# EXCERPTED TEXT:
········
Combat Sports History: George Dixon, the first Black world champion in any sport

 George Dixon poses for a portrait circa-1890. Dixon was the first Black world boxing champion in any weight class.  | Photo by: FCA Collection/Diamond Images/Getty Images

Born in 1870, the Canadian boxer also …


World Boxing Champion
 George Dixon poses for a portrait circa-1890. Dixon was the first Black world boxing champion in any weight class.  | Photo by: FCA Collection/Diamond Images/Getty Images

Born in 1870, the Canadian boxer also became the first man to hold the title in multiple weight classes.

George Dixon was born in Africville, Nova Scotia’s Black community, in 1870, although he moved with his family to Boston when he was around ten years old. It was in Boston, working as a photographer’s assistant, that he was introduced to the sport of boxing, as the studio was frequented by boxers getting promotional photos taken. George was a natural, and had his first fight at age 16. At 5’3,” he fought as a bantamweight and won by knockout.

Dixon’s career would span twenty years and 163 fights, with 74 wins—36 of those coming by knockout.

In 1888, Dixon won the world championship bantamweight title in Boston. The only problem was, Englishman Nunc Wallace also claimed to be champion of the world. Dixon and his manager, Tom O’Rourke, traveled to London to settle the issue. Dixon won by knockout after 18 rounds, becoming the first Black world champion in any sport, as well as the first Canadian world champion.

Dixon achieved another first by becoming the first fighter to hold the belt in multiple weight classes, in bantamweight and featherweight. Ring Magazine named him the greatest featherweight of all time.

Another first was achieved in 1899, as Dixon defended the featherweight belt. His opponent, Young Pluto (real name, Joseph Brown), was also Black, and the fight marked the first time two Black men fought for a world championship.

Although these bullet points facts are impressive, perhaps even more notable is the tremendous impact Dixon had on the way fighters fight. Known as the “pioneer of cerebral boxing,” Dixon not only revolutionized technique within the ring, he changed the way fighters train. Dixon is credited with developing and popularizing shadowboxing and use of the heavy bag, as well as a speed bag attached to the floor to improve footwork.
········
# OBJECTIVE A:
According to the George Dixon profile, what job did Dixon have in Boston when he was introduced to boxing?
# OBJECTIVE B:
Transcribe the passage of the George Dixon profile starting at "George Dixon was" and ending at "won by knockout.".
Nothing in the listing matters for this work.
········
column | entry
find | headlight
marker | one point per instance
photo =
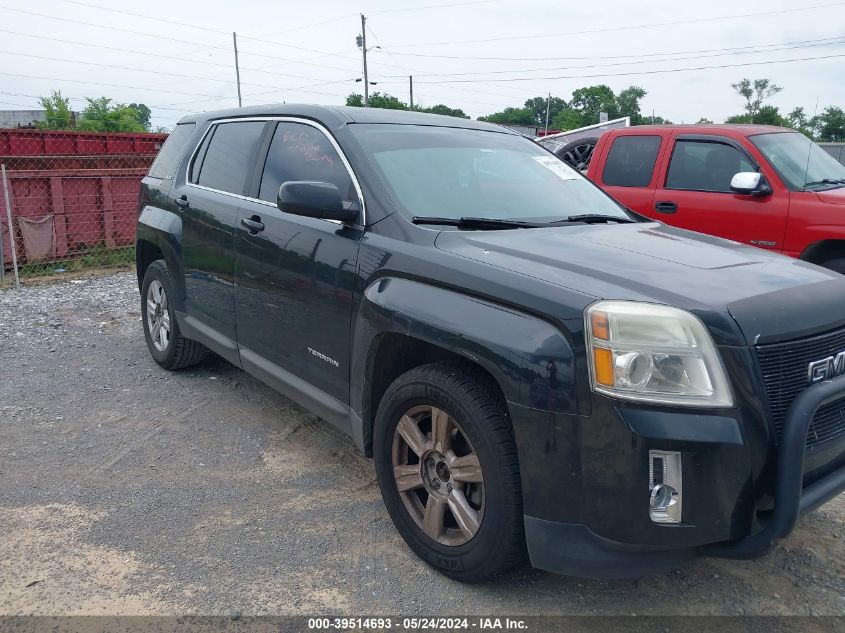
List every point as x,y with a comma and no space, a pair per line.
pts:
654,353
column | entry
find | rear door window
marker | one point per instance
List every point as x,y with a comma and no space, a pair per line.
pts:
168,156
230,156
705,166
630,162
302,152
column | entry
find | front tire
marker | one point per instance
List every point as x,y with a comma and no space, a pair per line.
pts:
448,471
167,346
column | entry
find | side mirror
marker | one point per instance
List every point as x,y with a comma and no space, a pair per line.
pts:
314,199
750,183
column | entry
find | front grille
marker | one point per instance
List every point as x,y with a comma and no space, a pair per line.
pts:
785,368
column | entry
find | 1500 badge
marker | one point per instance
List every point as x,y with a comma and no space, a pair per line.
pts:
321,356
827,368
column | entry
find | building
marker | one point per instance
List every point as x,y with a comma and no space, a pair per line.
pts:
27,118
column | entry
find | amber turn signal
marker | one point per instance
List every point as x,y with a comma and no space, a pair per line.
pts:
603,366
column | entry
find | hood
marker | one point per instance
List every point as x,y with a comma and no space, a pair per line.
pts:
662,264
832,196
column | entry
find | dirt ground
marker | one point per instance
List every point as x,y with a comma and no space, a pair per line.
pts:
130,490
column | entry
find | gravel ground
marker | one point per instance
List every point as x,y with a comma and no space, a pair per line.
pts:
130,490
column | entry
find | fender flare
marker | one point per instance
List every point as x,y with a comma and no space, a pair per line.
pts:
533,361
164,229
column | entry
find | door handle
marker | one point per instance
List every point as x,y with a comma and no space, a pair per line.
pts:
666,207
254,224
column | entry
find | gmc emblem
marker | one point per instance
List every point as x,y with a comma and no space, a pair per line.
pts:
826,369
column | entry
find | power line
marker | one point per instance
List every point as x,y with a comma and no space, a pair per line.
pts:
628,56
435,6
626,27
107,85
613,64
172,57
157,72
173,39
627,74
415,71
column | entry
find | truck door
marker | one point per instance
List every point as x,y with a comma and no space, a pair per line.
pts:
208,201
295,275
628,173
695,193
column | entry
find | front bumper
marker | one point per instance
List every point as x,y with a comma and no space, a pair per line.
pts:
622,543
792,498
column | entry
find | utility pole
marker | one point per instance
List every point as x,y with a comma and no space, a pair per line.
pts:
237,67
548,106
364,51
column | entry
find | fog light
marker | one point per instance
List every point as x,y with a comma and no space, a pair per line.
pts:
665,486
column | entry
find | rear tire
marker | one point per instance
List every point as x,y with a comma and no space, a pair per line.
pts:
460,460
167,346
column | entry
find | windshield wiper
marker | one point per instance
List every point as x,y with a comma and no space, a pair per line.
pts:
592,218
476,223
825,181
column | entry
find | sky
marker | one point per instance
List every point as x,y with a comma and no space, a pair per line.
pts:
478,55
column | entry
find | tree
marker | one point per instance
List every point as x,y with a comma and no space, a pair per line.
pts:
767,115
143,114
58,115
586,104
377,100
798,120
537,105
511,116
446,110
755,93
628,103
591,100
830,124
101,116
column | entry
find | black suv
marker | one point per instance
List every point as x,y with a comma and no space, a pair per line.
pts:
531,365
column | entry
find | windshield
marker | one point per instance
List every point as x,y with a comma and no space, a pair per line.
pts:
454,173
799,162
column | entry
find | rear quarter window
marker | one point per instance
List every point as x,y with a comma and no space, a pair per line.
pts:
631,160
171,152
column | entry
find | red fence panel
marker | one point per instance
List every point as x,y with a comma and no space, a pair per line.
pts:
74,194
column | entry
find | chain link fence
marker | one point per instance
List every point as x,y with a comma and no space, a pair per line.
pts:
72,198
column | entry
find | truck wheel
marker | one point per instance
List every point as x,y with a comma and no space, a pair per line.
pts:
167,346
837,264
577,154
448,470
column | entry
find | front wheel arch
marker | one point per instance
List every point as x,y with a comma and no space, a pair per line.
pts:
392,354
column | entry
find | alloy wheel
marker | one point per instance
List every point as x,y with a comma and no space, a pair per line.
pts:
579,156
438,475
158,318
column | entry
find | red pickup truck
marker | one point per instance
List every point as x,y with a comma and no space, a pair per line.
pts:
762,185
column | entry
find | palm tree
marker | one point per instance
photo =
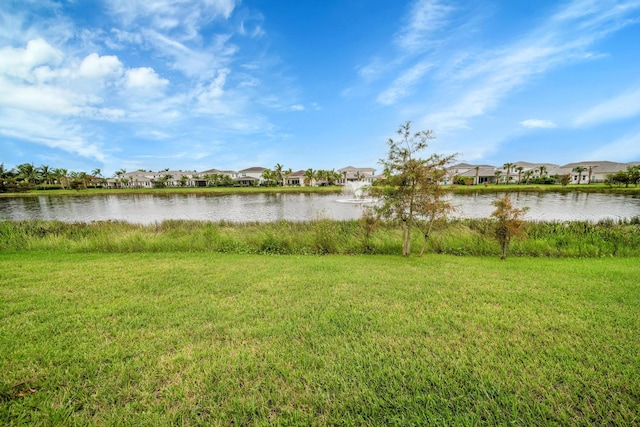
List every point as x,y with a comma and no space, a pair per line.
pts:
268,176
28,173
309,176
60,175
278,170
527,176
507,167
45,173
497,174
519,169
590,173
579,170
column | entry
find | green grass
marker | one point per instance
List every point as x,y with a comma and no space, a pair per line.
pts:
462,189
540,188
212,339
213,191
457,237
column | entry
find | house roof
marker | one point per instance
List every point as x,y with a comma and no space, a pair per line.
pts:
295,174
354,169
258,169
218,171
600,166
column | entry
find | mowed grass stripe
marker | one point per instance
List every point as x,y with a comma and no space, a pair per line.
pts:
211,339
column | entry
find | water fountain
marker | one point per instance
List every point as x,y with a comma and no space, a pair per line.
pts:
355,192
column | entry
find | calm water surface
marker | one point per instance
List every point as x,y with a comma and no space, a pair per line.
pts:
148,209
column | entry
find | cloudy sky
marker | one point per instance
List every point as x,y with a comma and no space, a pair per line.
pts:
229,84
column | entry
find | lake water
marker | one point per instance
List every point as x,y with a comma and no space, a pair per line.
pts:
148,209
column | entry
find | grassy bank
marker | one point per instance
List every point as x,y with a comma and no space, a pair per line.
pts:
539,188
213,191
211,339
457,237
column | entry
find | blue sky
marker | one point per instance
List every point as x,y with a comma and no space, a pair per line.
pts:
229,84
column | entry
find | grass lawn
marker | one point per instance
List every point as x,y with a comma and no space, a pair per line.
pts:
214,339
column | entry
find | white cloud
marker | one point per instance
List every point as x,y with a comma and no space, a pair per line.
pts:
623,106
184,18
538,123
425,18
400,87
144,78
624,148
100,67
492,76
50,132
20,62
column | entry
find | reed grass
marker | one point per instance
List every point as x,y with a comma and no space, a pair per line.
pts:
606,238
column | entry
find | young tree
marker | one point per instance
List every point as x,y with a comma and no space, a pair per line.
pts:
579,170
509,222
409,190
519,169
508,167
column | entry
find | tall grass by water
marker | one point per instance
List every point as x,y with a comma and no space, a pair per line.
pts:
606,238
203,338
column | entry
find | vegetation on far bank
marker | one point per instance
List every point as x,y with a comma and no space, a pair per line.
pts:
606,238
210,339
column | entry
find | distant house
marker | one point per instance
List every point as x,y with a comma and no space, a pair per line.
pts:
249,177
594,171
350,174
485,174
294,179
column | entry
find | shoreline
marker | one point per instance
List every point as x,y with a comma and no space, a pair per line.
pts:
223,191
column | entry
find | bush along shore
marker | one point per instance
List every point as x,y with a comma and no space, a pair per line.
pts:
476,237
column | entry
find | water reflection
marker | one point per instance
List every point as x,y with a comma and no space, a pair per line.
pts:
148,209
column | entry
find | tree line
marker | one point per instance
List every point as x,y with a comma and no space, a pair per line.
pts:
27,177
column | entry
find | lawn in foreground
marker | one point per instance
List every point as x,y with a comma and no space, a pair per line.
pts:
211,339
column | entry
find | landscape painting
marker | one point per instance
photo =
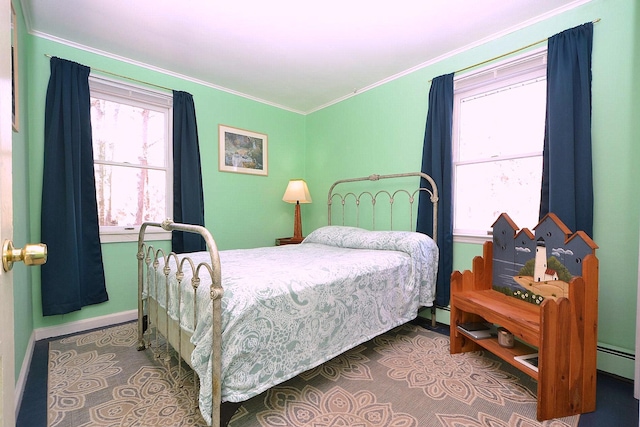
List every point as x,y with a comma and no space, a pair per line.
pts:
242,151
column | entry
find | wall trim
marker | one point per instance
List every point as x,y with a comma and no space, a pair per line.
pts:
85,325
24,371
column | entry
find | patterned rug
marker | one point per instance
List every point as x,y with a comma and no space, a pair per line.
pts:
········
# EXPECTED ANSWER A:
He was a photographer's assistant.

# EXPECTED ANSWER B:
George Dixon was born in Africville, Nova Scotia’s Black community, in 1870, although he moved with his family to Boston when he was around ten years old. It was in Boston, working as a photographer’s assistant, that he was introduced to the sport of boxing, as the studio was frequented by boxers getting promotional photos taken. George was a natural, and had his first fight at age 16. At 5’3,” he fought as a bantamweight and won by knockout.